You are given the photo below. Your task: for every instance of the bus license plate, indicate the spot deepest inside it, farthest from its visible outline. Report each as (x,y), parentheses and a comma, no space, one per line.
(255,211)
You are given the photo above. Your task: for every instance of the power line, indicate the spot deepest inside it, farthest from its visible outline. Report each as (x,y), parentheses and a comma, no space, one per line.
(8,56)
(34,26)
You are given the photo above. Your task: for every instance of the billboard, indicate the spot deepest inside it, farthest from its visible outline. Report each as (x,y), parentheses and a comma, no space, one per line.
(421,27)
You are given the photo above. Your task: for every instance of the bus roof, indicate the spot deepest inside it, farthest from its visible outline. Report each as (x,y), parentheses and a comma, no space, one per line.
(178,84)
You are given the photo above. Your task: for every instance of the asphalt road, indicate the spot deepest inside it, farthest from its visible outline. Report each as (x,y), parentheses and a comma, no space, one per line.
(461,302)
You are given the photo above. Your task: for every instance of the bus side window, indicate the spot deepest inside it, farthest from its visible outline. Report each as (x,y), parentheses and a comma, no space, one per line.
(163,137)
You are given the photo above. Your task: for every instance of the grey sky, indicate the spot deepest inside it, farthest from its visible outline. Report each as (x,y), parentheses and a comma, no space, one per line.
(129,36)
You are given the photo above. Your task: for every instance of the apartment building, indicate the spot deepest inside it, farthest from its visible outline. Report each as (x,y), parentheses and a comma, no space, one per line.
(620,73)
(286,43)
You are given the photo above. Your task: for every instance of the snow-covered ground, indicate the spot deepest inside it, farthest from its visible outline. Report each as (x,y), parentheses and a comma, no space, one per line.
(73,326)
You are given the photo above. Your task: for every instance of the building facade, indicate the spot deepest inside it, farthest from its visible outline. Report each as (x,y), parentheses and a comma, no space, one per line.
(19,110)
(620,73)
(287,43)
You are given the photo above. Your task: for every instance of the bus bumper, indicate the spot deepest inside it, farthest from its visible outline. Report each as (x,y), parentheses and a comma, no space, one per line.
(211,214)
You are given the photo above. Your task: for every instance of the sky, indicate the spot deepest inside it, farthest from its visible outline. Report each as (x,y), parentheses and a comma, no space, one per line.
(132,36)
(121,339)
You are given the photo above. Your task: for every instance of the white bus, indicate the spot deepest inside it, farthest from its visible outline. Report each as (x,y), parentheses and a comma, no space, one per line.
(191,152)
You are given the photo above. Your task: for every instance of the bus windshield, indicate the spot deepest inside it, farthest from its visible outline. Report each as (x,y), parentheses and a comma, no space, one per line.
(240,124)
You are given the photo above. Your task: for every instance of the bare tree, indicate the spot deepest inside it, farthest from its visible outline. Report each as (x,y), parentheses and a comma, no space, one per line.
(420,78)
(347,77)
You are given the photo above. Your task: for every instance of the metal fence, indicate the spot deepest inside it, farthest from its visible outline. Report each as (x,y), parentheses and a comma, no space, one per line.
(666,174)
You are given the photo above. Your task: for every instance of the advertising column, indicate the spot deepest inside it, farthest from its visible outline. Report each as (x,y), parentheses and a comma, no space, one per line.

**Goal**
Please convert every line of the items above into a Markdown table with two columns, Row and Text: Row holds the row number and Text holds the line. Leave out blank lines.

**Full answer**
| Row | Text |
|---|---|
| 1 | You are given the photo below. Your task: for every instance of the bus license plate, indicate the spot deepest inside it, farthest from its visible outline. Report each as (x,y), parentheses and a comma, no space, one per line. |
| 2 | (255,211) |
| 3 | You are given the photo above. Your task: for every instance of the power line, indicate the spot deepest inside it, farthest from its visible outline. Report each as (x,y), parentheses and a comma, no space, one per line. |
| 4 | (8,56) |
| 5 | (34,26) |
| 6 | You are given the photo above. Your task: for every instance of the billboard, indicate the spot deepest inside it, farthest from its visible outline. Report each as (x,y), parentheses and a comma, no space, one per line. |
| 7 | (421,27) |
| 8 | You are given the photo above. Your task: for every instance of the bus roof, indicate the spot deepest inside it, farthest from its visible outline. Report each as (x,y), parentheses and a comma, no space, one per line. |
| 9 | (178,84) |
| 10 | You are given the photo above. Your task: for every instance of the asphalt road, indicate the spot deepest inside it, farthest from its visible outline. Report each as (x,y), parentheses and a comma, no space, one per line. |
| 11 | (461,302) |
| 12 | You are given the photo above. Your task: for every instance of the bus side window, indicate the spot deepest inside it, farthest from its visible outline. Report each as (x,y), parentheses and a comma, no space, one per line. |
| 13 | (163,137) |
| 14 | You are given the photo above. Your task: for every instance of the grey sky, indicate the spot deepest inside it, farthest from its visible outline. Report each as (x,y), parentheses and a comma, no space, one per line. |
| 15 | (129,36) |
| 16 | You are given the photo above. Your task: for every instance of the apartment building, indicate the spot deepest inside it, farthest from its visible outline. Report each as (x,y), parentheses and a comma, no space, one per line. |
| 17 | (620,73) |
| 18 | (286,43) |
| 19 | You are given the photo above. Your task: for every instance of the snow-covered ground, indicate the spot deepest inside it, farthest from its visible outline. Report each as (x,y), parentheses and a comma, no space, one per line. |
| 20 | (73,326) |
| 21 | You are given the photo above. Your task: for every instance of the building facade, indicate the spot deepest inside it, farthest from its visible outline. Report each as (x,y), parentheses and a comma, no space, one per line. |
| 22 | (19,110) |
| 23 | (620,73) |
| 24 | (287,43) |
| 25 | You are given the photo above. Your task: for every instance of the bus bumper, indicate the spot deepest inside it, farthest from its visible outline. Report each as (x,y), parentheses and a comma, no space, one per line. |
| 26 | (211,214) |
| 27 | You are given the photo above. Your task: for every instance of the sky, indicate the spot deepest inside it, farthest from its visible outline. Report each as (x,y), parentheses and a comma, no space, one per line. |
| 28 | (132,36) |
| 29 | (121,339) |
| 30 | You are given the photo above. Your task: for every instance of the white bus, indicate the spot deepest inside it, farthest from its visible outline. Report each as (x,y), parentheses and a comma, no space, one per line. |
| 31 | (191,152) |
| 32 | You are given the photo above. Your task: for every instance of the bus windshield, indicate the spot deepest inside it, farthest from its visible outline. Report each as (x,y), parentheses and a comma, no space, one per line. |
| 33 | (240,124) |
| 34 | You are given the photo above. Your task: for every instance of the bare tree, indicate the spot deepest inside it, farthest from its visible outline. Report each as (x,y), parentheses and a comma, no space, one per line. |
| 35 | (420,78) |
| 36 | (347,77) |
| 37 | You are given the photo above. Your task: for every instance of the metal fence, indicate the spot deepest inside it, farthest from its visible outline. Report each as (x,y), parentheses and a comma, no space, one per line. |
| 38 | (666,174) |
| 39 | You are given the photo above. Your task: for every instance of the advertising column, indicate the spot deepest inside it, farthest from its visible outline. Report each as (x,y), parentheses and a comma, no space, one per line. |